>> START MATERIAL PROVIDED

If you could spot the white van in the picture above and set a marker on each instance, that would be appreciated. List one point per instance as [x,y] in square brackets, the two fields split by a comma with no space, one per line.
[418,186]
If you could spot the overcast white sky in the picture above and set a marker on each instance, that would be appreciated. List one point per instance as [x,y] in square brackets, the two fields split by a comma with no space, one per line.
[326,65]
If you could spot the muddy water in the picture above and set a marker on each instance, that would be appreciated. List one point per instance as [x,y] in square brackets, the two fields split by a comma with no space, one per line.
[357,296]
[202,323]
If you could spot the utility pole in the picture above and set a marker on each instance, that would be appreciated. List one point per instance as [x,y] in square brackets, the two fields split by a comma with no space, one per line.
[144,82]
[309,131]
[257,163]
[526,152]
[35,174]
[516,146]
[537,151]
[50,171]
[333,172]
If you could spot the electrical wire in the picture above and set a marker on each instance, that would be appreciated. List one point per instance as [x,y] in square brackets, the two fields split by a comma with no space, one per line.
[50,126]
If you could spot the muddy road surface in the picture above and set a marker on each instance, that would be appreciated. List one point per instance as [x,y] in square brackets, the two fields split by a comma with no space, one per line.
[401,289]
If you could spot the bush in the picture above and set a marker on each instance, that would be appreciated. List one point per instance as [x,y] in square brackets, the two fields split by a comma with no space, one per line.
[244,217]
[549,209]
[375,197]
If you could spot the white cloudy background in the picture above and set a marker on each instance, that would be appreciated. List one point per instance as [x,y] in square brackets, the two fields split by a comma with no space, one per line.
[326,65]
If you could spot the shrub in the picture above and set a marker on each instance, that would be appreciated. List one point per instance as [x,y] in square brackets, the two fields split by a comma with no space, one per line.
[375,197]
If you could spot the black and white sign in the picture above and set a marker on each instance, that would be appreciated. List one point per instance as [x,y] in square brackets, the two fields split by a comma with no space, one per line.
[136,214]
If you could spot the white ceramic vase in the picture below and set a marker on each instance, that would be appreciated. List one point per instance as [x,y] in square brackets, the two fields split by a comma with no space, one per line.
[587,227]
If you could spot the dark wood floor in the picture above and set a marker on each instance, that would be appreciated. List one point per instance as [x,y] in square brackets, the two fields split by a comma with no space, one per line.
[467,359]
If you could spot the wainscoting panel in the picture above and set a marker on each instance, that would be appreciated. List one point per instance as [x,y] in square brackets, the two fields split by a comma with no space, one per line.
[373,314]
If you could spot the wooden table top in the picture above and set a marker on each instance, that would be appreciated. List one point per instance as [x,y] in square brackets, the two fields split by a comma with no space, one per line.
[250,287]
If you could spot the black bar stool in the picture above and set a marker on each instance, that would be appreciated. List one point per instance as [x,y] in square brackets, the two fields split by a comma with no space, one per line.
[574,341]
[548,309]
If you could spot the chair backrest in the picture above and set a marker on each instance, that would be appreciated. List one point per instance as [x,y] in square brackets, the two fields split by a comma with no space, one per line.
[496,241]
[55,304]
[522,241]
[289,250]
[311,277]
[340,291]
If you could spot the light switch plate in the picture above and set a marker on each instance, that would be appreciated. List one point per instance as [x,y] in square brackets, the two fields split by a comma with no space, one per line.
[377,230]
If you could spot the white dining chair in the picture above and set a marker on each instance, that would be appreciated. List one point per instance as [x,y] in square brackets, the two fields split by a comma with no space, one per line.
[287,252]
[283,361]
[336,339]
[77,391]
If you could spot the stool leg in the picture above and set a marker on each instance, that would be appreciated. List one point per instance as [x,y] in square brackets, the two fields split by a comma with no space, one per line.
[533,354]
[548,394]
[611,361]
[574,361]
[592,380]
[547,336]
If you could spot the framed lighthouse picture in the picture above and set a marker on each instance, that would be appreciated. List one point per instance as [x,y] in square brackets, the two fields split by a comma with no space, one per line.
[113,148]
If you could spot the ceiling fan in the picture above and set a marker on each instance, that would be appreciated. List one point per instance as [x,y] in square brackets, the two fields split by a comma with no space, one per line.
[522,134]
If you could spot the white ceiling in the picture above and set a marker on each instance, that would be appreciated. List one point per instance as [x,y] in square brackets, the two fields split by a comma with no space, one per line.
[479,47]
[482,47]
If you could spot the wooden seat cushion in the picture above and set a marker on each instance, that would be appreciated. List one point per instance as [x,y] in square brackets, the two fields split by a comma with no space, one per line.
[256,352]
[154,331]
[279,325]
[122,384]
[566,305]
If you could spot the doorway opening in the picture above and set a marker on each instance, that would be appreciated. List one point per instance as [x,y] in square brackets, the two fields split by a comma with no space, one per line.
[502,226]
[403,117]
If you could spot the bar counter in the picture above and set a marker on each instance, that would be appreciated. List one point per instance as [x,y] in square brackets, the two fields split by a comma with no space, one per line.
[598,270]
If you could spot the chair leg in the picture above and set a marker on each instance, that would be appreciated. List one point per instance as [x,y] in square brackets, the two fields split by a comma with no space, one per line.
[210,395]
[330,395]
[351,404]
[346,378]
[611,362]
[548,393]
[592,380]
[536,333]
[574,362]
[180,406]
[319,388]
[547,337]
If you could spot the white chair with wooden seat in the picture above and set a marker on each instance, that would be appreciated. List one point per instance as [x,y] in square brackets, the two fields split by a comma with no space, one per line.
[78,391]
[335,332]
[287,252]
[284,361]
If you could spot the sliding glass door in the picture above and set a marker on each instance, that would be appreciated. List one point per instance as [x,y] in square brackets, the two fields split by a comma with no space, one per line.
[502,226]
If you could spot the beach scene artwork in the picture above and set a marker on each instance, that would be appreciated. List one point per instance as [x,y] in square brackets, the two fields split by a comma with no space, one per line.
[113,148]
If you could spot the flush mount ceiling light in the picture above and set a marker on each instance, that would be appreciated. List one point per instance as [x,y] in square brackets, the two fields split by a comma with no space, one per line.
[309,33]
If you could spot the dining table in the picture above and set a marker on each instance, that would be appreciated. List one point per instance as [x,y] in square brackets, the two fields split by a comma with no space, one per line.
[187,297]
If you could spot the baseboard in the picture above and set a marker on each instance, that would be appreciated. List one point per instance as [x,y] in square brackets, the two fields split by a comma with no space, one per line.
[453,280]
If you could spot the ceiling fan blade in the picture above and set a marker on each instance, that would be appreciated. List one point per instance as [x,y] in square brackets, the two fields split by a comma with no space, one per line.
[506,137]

>> END MATERIAL PROVIDED

• SHORT PROBLEM: Rewrite all the entries above as a numbered list, leaving out any blank lines.

• THE SOLUTION:
1. If you could spot the white van in the picture above and set a marker on each instance, that would be appreciated. List one point per instance as [x,y] in square brackets, the two fields split by a comma with no space, one per line.
2. [418,186]
3. If you could spot the overcast white sky in the picture above and set a marker on each instance, that would be appreciated. List one point per instance as [x,y] in square brackets, the two fields split by a comma with no space, one per line.
4. [326,65]
5. If you could spot the muddy water in the picture above and set a marker on each instance, that would be appreciated. List one point per instance as [x,y] in square brackets, the two fields split by a comma with no space, one per line.
6. [357,296]
7. [202,323]
8. If you could spot the utility pole in the picture above and set a marker on each instance, that would be appreciated. List one point per instance as [x,y] in square brackets, the two fields split by a comma with no space, one per line.
9. [144,82]
10. [309,131]
11. [257,163]
12. [526,152]
13. [35,174]
14. [516,146]
15. [537,151]
16. [50,171]
17. [333,172]
18. If you could spot the electrical wire in the picture above and set a marker on each instance, that would be appreciated. List one point per instance as [x,y] in square brackets, the two fields split by a comma with no space, one per line.
19. [50,126]
20. If you could spot the muddy road surface in the picture above and set a marker on each instance, that would be appreciated. List one point per instance as [x,y] in square brackets, the two fields split by a comma with no space, one per line.
21. [401,289]
22. If you could spot the bush in the picture above and set a marker on each instance, that would be appreciated. List one point per instance as [x,y] in square brackets, the two fields split by a comma with no space, one per line.
23. [244,217]
24. [549,209]
25. [375,197]
26. If you could spot the white cloudy background in the picture above and set a marker on each instance, that would be appreciated. List one point per instance as [x,y] in square brackets, the two fields split by a comma with no space, one per line.
27. [326,65]
28. If you could spot the shrub in the picture above and set a marker on each instance, that would be appreciated. List one point per instance as [x,y] in square brackets, the two fields split by a comma with no space, one per line.
29. [375,197]
30. If you could spot the black and white sign in the picture above and set a marker on each instance, that would be appreciated. List one point per instance as [x,y] in square brackets, the two fields split by a comma with no space, one per line.
31. [136,214]
32. If you could spot the white ceramic vase in the picture below and set a marker on each instance, that would be appreciated. List one point per instance as [x,y] in square brackets, the two fields split by a comma with no space, one per line.
33. [587,227]
34. If you could spot the dark wood floor in the picture above and set a marker on each instance, that would be appreciated. List one point per instance as [x,y] in square brackets, the two fields split by a comma with no space, one per line.
35. [467,359]
36. If you could spot the wainscoting panel in the picture above and set a marker on each instance, that would be appreciated. List one point per instance as [x,y] in square brackets, the two fields split by a comma with no space, one per line.
37. [373,314]
38. If you could spot the wooden table top in the picture above and set a marker on each instance, that would be appreciated. List one point per instance as [x,y] in square brackets, the two fields split by a comma with no space, one per line.
39. [250,287]
40. If you could spot the black bar stool in the picture above and set a marker on each instance, that would be appreciated. List one point per instance as [x,y] in square brackets, the two fields split by a comma with no space, one per line.
41. [574,341]
42. [548,309]
43. If you could spot the chair backrest in the picture above and set a marker on each instance, that would be appreciated. List one point per instance as [x,y] in square brackets, the two fields split by a comma with no space, one per line.
44. [496,241]
45. [55,304]
46. [522,241]
47. [289,250]
48. [311,277]
49. [340,291]
50. If you could spot the light switch plate in the picture above and set a marker on each instance, that would be appreciated. List one point per instance as [x,y] in square brackets, the two fields split by a comma with no space, one per line.
51. [377,230]
52. If you could spot the white dining chair in the picture above and set a marker on each instance, that would be appreciated. List one point per instance as [x,y] in square brackets, the two fields split by a comma with no space, one per line.
53. [287,252]
54. [283,361]
55. [336,339]
56. [77,391]
57. If you could spot the stool leg in the picture above and set a marker on each instance, that would be appreciated. List one point per instance as [x,y] in square brackets, the two fields split by a comma with no space, one per line.
58. [533,354]
59. [548,394]
60. [611,361]
61. [574,361]
62. [592,380]
63. [547,336]
64. If you could spot the framed lighthouse picture in the picture above and set a marker on each instance, that would be appreciated. List one point per instance as [x,y] in square brackets, the two fields split by a comma with no space, one per line.
65. [113,148]
66. If you could spot the ceiling fan in the picture above and set a marker on each instance, that would be appreciated. List one point per instance as [x,y] in square brackets, the two fields split by a comma with no space, one per line.
67. [522,134]
68. If you could spot the white ceiling in the picture above and set a marker on each instance, that would be appreciated. List one point per instance as [x,y] in square brackets, the two fields split by a comma with no space, one per line.
69. [479,47]
70. [482,47]
71. If you could spot the wooden seat cushion in the picture above and set a marker on each instance, that would be appreciated. List one point per instance as [x,y] in square brackets, the two fields split by a comma with no space, one per line.
72. [256,352]
73. [154,331]
74. [279,325]
75. [122,384]
76. [566,305]
77. If you could spot the doorway opening in the picture above and set a marker on each instance, that would be appreciated. List one point per instance as [x,y] in square brackets, the two fields split by a comma with no space, one per line.
78. [502,226]
79. [403,117]
80. If you could spot the bar counter in the picture above and set a marker on each instance, that would be appreciated. List one point per instance as [x,y] in square brackets, the two fields split by a comma with no space, one per line.
81. [598,270]
82. If you could spot the chair leg in the picture above and set a marker on each instance, that would be appreciated. List one point per instance as [x,y] in square brackets, the two fields split by a comma with no space, one per line.
83. [210,395]
84. [330,395]
85. [351,404]
86. [346,378]
87. [611,362]
88. [548,393]
89. [592,380]
90. [536,333]
91. [574,362]
92. [180,406]
93. [319,388]
94. [547,337]
95. If you could spot the white chair with wooden seat in the picture above and set a marker on each instance, that would be appreciated. List one point per instance as [x,y] in square brackets, the two fields split by a comma with no space, one per line.
96. [78,391]
97. [335,332]
98. [287,252]
99. [284,361]
100. If you could spot the sliding glass door in the picture above and set a marker on each instance, that would be appreciated. List one point per instance as [x,y] in square brackets, the two fields split by a comma with no space, one per line.
101. [502,226]
102. If you could spot the beach scene artwork in the picture above and set a marker on each instance, that would be appreciated. List one point per instance as [x,y] in square brackets, the two fields split by a comma with no space, one per line.
103. [113,148]
104. If you could spot the flush mount ceiling light in the picture above and set a marker on each instance, that would be appreciated. List one point per instance as [x,y] in square brackets, the two fields split by a comma with no space, one per line.
105. [309,33]
106. If you could spot the dining table in the picture above and set a marker on each instance, that would be appreciated. List one point per instance as [x,y] in square brackets, the two fields split by a comma with no space, one per line.
107. [187,297]
108. If you could spot the baseboard in the picture above and set a marker on each instance, that would be appreciated. List one point per instance as [x,y] in square brackets, the two fields split by a comma with no space, one per line.
109. [453,280]
110. If you could spot the ceiling fan blade in the picture above and set a marker on each instance, that would be appreciated. List one point per instance as [x,y] in square brackets, the two fields split by a comma with no space, one per line.
111. [506,137]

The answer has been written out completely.